── SUPPLIED DATA ──
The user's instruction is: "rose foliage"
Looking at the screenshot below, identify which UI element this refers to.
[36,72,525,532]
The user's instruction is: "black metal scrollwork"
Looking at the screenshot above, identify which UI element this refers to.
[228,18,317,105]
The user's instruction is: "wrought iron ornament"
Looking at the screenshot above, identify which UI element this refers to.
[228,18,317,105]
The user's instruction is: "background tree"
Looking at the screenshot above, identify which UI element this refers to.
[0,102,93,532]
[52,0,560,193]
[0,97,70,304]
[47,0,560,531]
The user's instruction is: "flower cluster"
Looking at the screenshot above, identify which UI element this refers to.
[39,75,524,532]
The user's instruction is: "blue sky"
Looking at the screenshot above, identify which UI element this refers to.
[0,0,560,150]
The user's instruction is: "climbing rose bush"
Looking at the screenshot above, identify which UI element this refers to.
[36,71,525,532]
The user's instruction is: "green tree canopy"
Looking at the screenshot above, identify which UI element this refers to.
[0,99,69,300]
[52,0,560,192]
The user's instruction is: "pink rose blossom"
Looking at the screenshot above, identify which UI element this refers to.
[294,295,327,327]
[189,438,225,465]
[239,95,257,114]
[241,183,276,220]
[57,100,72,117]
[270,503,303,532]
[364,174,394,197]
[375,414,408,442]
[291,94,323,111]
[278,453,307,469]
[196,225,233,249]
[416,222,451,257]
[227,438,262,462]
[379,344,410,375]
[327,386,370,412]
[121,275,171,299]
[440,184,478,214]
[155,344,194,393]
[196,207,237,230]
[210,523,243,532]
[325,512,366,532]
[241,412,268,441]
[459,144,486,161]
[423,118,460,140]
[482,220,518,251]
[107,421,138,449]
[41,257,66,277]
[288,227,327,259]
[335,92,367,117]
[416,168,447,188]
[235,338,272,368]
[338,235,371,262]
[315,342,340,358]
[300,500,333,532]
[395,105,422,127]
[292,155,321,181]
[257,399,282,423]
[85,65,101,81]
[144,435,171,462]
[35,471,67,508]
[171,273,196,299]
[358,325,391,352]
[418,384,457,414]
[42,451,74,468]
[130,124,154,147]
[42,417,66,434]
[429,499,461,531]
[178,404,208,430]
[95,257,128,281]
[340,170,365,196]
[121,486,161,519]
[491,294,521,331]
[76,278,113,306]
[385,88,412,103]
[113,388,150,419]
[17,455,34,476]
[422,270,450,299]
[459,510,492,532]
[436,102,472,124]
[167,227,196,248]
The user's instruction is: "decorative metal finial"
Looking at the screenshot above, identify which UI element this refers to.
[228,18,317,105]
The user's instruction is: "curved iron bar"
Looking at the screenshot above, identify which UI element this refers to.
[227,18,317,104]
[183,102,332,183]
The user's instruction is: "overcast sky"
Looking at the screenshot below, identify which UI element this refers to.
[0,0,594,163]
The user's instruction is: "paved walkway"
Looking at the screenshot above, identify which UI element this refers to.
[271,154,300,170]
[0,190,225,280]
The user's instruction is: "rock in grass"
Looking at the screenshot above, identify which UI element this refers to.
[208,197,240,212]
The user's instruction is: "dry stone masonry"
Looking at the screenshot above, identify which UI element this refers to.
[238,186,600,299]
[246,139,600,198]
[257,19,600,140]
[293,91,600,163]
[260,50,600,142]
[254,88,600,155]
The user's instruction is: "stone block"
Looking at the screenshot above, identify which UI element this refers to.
───
Select every line of the data above that contains the string "metal", with matching case.

The user's instruction is: "black metal scrollwork"
The user's instruction is: "decorative metal finial"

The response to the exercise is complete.